■ Records for the task:
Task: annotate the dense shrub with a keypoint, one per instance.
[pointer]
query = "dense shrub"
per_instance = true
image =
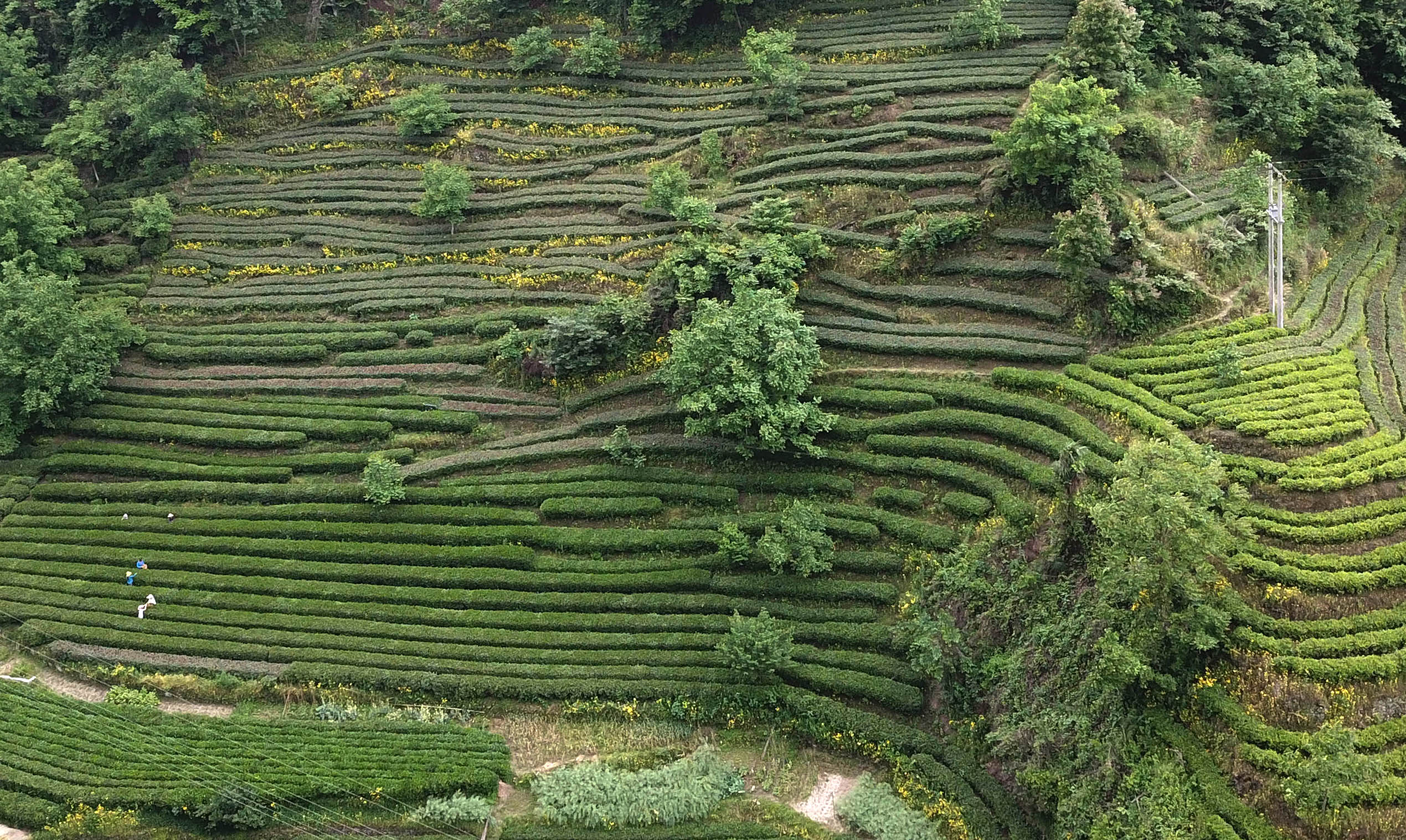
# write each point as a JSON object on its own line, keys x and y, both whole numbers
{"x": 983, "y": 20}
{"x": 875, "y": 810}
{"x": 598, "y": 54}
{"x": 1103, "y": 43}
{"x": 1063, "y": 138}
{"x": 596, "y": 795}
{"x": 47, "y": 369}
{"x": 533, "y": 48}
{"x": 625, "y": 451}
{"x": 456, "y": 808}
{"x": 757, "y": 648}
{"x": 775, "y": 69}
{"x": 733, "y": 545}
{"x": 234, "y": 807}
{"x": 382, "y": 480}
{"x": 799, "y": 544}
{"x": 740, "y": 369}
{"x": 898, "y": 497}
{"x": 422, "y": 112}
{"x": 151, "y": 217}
--
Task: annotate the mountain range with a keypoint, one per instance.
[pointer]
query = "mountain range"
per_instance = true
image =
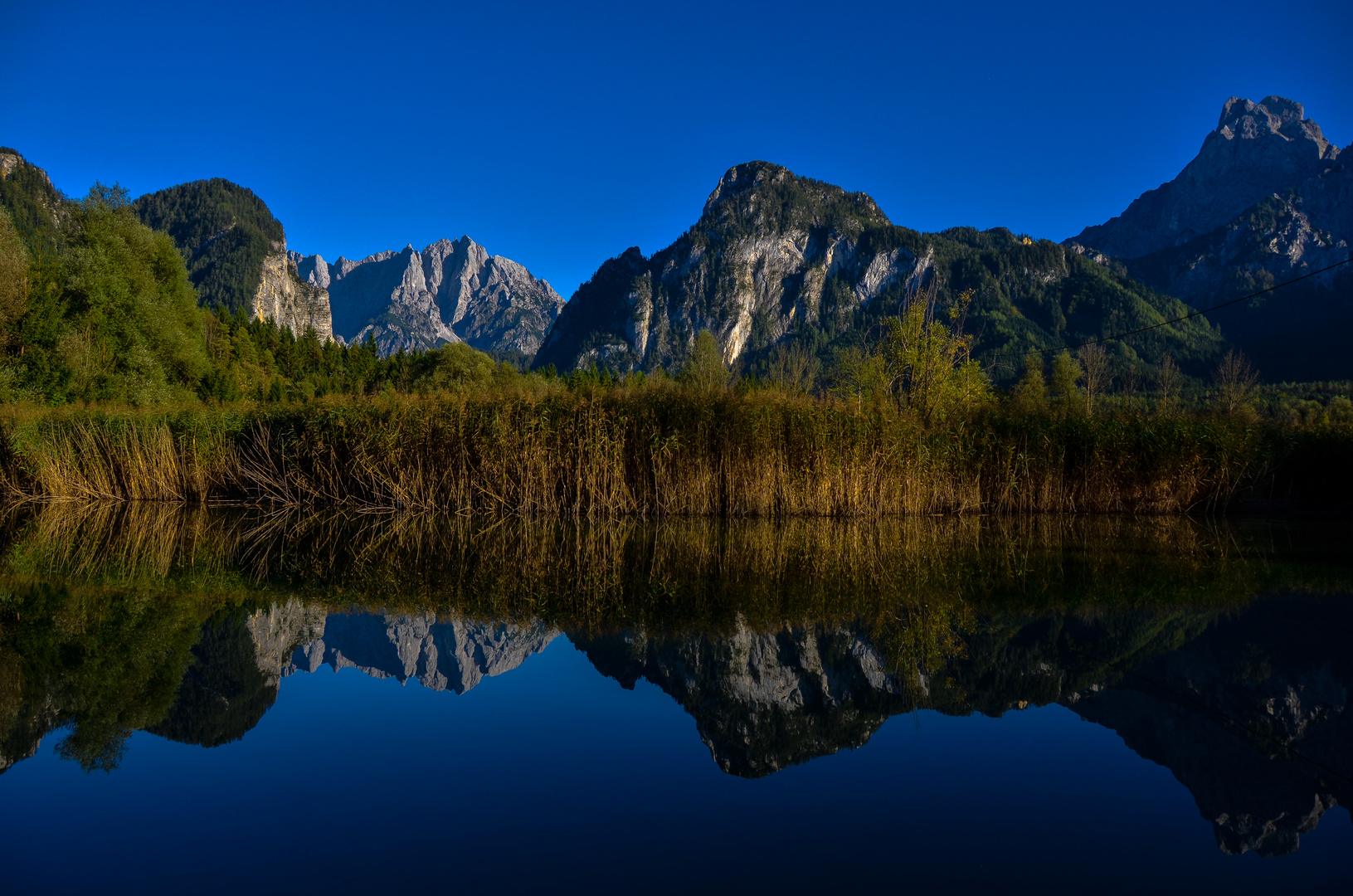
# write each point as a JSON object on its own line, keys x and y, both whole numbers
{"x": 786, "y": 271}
--
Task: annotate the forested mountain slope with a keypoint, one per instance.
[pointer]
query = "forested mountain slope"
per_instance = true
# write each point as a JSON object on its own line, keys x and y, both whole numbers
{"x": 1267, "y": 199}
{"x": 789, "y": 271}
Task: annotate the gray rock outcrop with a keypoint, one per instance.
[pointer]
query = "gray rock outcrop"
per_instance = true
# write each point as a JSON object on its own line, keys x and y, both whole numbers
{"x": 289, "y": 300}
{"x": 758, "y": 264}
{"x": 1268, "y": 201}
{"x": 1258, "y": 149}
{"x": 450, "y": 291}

■ What is asked: Which lines in the data above contain the word "with"? Show each of them in full.

■ Result for this exercise:
Task: annotate the dense shrub with a keypoint, one per instance.
Task: annotate the mountain range with a keypoint, one per instance.
Task: annotate the forested mountain slope with a keypoint, one per instance.
Task: annotate the gray rock outcrop with a keypoint, one per instance.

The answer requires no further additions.